- _DOCUMENT EXTRACT_
---+---
Why a wave of M&A activity is hitting regional grocery
Smaller grocery chains are banding together to keep up with bigger players.
Tennessee chain Food City said in August that it is set to acquire Cooke’s Food Store/Fresh n’ Low stores as it continues to expand its reach in the region. Schnuck Markets, which is based in St. Louis, Missouri, announced its plans to acquire Missouri grocer Fricks Market in September and plans to convert one of the locations into a Schnucks store.
As larger grocers enhance their e-commerce capabilities and revenue streams, it has become harder for their smaller, regional counterparts to compete with their offerings. For example, if the $24.6 billion merger between Kroger and Albertsons gains regulatory approval, their resources and ad networks could rival the likes of Walmart and Amazon. Experts said in turn, some smaller retailers could explore a sale or merger in order to scale and expand to new markets.
“If you’re a middle to weaker tier regional grocer, if you don’t merge and become part of an enterprise that has more strength, is better capitalized, better positioned for all this, some would say you become terminal,” said Barry Thomas, senior thought leader at Kantar. “It doesn’t get easier for you going into 2030. It gets more difficult.”
---+---
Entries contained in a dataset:
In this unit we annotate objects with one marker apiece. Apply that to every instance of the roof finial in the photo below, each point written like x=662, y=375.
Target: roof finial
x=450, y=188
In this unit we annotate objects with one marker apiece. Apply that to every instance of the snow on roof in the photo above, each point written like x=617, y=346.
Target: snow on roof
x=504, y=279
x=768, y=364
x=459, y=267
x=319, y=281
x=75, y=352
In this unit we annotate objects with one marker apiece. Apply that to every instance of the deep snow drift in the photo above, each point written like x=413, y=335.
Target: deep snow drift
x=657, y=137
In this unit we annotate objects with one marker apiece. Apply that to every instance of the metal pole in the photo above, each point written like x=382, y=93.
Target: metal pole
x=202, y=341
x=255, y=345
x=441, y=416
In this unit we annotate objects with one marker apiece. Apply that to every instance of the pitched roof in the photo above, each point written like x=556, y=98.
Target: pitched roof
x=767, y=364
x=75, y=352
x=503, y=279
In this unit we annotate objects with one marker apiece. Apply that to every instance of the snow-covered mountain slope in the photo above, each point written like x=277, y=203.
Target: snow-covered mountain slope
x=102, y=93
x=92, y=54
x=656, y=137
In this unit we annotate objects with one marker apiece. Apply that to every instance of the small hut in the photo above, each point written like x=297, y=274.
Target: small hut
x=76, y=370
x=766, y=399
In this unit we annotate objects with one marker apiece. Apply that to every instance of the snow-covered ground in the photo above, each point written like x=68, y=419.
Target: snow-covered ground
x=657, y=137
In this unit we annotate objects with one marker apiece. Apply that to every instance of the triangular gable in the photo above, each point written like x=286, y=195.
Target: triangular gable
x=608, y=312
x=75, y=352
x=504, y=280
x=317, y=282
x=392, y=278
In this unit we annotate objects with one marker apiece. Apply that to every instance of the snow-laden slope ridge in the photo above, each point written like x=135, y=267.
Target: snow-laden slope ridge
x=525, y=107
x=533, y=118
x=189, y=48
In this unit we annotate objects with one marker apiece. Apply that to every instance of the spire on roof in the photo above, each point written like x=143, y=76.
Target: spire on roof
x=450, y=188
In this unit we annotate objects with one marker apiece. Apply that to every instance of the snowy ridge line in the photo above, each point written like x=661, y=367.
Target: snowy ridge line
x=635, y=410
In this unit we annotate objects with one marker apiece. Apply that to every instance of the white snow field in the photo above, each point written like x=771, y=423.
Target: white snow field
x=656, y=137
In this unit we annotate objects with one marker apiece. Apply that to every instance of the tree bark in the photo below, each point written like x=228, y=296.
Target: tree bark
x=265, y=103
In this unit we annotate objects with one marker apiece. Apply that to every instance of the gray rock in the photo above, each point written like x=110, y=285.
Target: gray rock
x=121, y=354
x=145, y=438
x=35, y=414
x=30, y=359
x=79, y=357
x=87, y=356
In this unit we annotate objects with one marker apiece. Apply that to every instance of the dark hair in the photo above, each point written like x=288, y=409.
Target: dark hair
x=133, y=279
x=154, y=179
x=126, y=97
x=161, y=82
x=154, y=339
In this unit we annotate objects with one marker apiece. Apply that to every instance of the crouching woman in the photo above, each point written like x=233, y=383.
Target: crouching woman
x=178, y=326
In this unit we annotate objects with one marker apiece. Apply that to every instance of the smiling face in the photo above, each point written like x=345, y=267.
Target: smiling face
---+---
- _YOUR OBJECTIVE_
Can you retype the passage of the regional grocery merger article starting with "Tennessee chain Food" and going on through "a Schnucks store."?

- _ANSWER TO THE PROBLEM_
Tennessee chain Food City said in August that it is set to acquire Cooke’s Food Store/Fresh n’ Low stores as it continues to expand its reach in the region. Schnuck Markets, which is based in St. Louis, Missouri, announced its plans to acquire Missouri grocer Fricks Market in September and plans to convert one of the locations into a Schnucks store.